* **The problem**:
Restate word for word the lines in the listing below, starting at the line containing "Accessibility service: describe where the bare" and ending at the line containing "Accessibility service: describe where the rock", both included; leave out the rest.

* **Information shown**:
Start of Block

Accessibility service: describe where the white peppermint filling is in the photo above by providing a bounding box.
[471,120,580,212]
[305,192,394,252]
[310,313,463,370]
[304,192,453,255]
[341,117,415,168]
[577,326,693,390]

End of Block
Start of Block

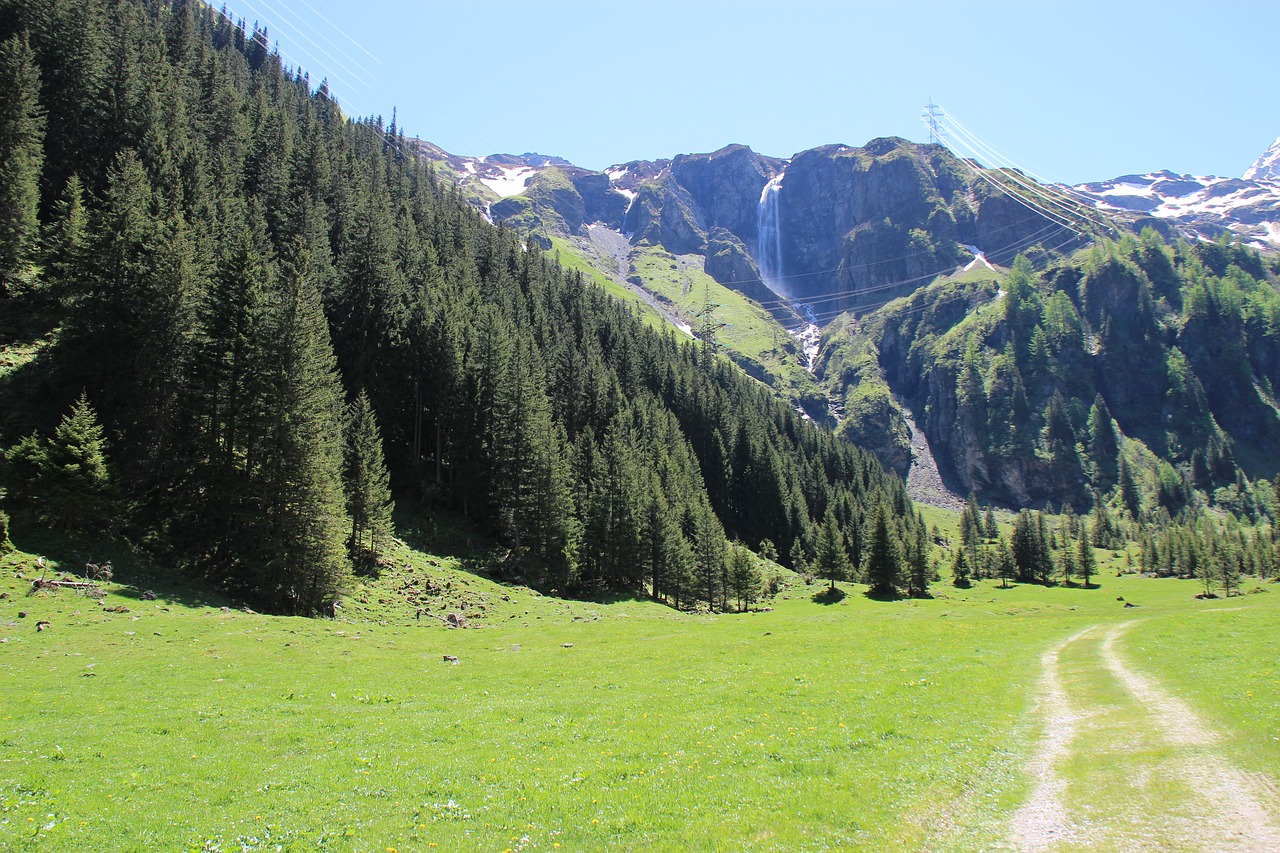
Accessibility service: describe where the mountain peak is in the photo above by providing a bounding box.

End of Block
Start of Block

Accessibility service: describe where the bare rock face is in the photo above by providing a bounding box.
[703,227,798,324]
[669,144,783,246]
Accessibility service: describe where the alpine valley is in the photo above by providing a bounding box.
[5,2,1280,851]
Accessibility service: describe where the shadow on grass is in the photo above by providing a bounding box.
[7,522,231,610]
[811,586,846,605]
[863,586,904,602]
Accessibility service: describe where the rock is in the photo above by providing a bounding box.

End of Block

* **Expected answer**:
Accessibility service: describe where the bare rock face is in the photo above by providing a bounding box.
[703,227,798,324]
[669,144,783,246]
Accessibility service: describe where the alpine valley is in the photo above by providing a bounding box.
[5,2,1280,851]
Accessibility service: describe where the shadow on grass is in the photo above by providing a bounding box.
[7,522,231,610]
[811,586,846,605]
[863,586,904,602]
Accessibility service: describe where the rock is in the photo above by providing a bounding box.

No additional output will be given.